PROBLEM:
Reproduce, unchanged, the stretch of items from the line containing "water present in the image above." through the line containing "[0,221,400,277]". Leave the pictures out of your copy.
+++
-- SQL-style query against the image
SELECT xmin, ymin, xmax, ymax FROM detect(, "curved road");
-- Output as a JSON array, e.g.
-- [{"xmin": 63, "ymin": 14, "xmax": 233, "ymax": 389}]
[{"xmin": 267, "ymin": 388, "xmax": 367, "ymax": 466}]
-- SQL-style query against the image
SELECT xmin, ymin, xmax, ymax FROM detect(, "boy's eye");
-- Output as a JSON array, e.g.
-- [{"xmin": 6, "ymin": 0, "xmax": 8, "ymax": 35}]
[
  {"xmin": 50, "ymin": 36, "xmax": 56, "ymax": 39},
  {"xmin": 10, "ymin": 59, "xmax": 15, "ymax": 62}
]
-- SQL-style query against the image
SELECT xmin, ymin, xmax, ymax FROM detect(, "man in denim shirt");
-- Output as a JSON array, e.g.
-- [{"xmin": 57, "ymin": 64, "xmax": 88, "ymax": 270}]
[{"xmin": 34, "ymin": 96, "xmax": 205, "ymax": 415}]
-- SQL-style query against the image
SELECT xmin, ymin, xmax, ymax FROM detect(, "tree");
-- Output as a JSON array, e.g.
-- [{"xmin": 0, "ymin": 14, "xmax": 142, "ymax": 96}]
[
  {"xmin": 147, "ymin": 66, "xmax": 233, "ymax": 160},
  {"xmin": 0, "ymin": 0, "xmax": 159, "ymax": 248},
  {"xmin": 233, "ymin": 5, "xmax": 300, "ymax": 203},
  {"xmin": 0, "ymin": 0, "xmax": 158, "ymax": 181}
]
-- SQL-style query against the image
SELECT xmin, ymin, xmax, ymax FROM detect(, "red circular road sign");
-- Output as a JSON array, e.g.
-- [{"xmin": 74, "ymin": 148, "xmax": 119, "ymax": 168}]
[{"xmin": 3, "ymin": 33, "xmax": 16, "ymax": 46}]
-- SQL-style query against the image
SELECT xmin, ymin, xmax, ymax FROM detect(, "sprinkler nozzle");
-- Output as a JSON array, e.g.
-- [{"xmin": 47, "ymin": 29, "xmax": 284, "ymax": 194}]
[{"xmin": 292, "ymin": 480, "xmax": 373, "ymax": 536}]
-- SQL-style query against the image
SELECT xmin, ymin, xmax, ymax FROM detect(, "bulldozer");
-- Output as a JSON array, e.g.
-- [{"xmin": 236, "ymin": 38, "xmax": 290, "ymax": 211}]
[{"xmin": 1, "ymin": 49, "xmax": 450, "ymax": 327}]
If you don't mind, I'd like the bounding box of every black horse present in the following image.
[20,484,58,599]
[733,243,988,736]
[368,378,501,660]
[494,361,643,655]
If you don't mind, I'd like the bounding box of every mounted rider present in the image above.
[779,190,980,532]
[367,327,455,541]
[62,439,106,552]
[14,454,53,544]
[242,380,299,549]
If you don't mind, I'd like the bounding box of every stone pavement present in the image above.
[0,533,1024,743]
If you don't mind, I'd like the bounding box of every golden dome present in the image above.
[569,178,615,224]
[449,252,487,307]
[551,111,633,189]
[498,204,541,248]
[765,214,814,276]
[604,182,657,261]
+++
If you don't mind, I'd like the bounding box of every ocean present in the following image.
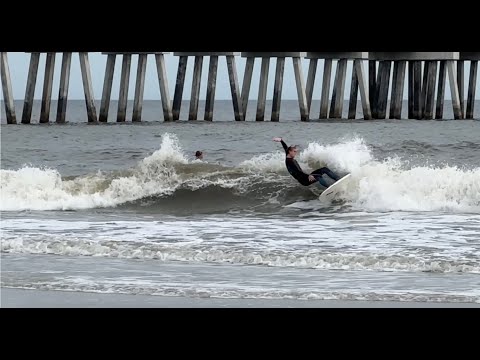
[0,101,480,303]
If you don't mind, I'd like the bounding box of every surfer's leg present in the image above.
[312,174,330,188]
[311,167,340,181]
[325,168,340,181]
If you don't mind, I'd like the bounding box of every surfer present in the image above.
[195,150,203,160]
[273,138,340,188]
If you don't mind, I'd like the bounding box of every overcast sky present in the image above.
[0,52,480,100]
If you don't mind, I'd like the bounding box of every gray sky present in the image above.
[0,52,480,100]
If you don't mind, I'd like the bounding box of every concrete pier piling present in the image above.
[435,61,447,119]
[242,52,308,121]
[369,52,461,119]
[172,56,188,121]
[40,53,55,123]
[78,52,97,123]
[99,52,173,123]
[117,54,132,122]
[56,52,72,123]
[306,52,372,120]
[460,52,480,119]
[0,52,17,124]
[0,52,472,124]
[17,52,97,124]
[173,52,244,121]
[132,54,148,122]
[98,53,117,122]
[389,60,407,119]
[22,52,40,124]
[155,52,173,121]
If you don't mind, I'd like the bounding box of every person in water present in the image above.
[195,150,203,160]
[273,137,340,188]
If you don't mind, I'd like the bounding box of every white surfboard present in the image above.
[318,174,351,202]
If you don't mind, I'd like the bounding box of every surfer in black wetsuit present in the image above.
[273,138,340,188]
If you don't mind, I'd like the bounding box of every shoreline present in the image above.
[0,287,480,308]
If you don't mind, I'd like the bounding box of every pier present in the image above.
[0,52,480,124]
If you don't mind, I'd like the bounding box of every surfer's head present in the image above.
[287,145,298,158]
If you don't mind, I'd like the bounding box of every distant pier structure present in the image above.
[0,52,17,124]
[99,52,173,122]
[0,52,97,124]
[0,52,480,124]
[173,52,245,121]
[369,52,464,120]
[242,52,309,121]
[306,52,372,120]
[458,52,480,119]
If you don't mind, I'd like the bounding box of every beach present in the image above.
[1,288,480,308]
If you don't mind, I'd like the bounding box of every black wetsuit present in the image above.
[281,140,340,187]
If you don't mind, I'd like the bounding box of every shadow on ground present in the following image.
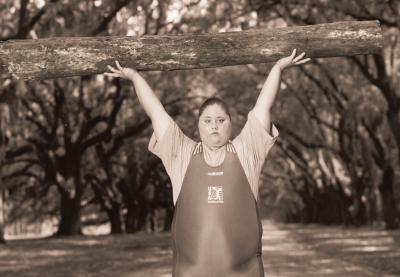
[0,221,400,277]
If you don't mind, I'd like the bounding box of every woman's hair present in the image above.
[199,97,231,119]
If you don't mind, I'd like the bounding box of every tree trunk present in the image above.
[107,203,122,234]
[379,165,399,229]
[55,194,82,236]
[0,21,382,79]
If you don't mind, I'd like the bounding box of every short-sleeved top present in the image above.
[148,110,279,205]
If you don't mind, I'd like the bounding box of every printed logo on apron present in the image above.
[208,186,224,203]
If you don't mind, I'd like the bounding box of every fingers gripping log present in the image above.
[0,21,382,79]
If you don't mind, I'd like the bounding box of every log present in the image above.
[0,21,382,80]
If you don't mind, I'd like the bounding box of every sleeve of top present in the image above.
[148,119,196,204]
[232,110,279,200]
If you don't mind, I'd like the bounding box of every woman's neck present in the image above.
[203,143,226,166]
+++
ANSWER TO THIS TASK:
If you don't mind, I'd like the bounding box of every person in water present in the image above.
[195,150,203,160]
[273,137,340,188]
If you don't mind, I'd like the bounding box of every white surfboard present in the image above.
[318,174,351,202]
If you don't mind, I'd like the bounding box of every surfer in black wetsuit present in the image above.
[273,138,340,188]
If you don't mind, I'd like the bounding box of every shoreline present in the image above.
[0,287,480,308]
If you don't mind, I'd like the bounding box of every pier present in the image above.
[0,52,480,124]
If you don't mind, I'd like the bounding box of every surfer's head present in the image above.
[287,145,298,158]
If you don't mind, I'd like the bounding box of every distant pier structure present in the image above.
[0,52,17,124]
[99,52,173,122]
[0,52,97,124]
[0,52,480,124]
[173,52,245,121]
[369,52,464,120]
[242,52,309,121]
[306,52,372,120]
[458,52,480,119]
If you don't mind, I'd like the bounding box of every beach present in the image above.
[1,288,480,308]
If you don't mind, I'd like the bounding box of every black wetsuit present in the image above.
[281,140,340,187]
If you don't mind, I'd like the bounding box of every shadow on ground present in the following image.
[0,221,400,277]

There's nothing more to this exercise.